━━━ TASK DATA

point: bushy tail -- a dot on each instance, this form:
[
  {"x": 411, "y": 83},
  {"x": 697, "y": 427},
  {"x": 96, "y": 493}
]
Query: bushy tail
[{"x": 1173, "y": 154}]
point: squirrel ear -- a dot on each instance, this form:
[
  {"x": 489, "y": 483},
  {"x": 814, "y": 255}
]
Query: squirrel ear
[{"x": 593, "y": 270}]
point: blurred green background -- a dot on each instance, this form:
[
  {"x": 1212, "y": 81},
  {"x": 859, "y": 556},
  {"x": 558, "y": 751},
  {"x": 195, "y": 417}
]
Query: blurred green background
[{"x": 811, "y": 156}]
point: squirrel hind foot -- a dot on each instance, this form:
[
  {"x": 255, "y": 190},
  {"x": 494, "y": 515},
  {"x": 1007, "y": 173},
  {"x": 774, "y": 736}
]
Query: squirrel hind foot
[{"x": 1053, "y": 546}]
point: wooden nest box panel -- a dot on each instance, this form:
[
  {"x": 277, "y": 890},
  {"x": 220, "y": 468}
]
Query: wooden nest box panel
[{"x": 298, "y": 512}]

━━━━━━

#### AIM OF THE EXERCISE:
Reproduce all of the material above, changing every "a dot on each instance" to "one point per instance" and leaving everything else untouched.

#### EXERCISE OUTPUT:
point: bushy tail -- one point per instance, this form:
[
  {"x": 411, "y": 83},
  {"x": 697, "y": 427},
  {"x": 96, "y": 493}
]
Query: bushy tail
[{"x": 1173, "y": 154}]
point: squirrel ear -- one point per instance, this form:
[
  {"x": 489, "y": 483},
  {"x": 814, "y": 255}
]
Query: squirrel ear
[{"x": 593, "y": 270}]
point: blurred green background -- one point per instance, this form:
[
  {"x": 1212, "y": 81},
  {"x": 859, "y": 556},
  {"x": 558, "y": 751},
  {"x": 195, "y": 417}
]
Query: blurred green background
[{"x": 811, "y": 156}]
point: squirrel hind foot -- one point per instance, this form:
[
  {"x": 255, "y": 190},
  {"x": 494, "y": 515},
  {"x": 1007, "y": 173},
  {"x": 774, "y": 736}
]
Query: squirrel hind foot
[{"x": 1053, "y": 546}]
point: wooden nest box panel -- one point per instance, this form:
[
  {"x": 277, "y": 890},
  {"x": 220, "y": 468}
]
Query: wooden nest box panel
[{"x": 298, "y": 512}]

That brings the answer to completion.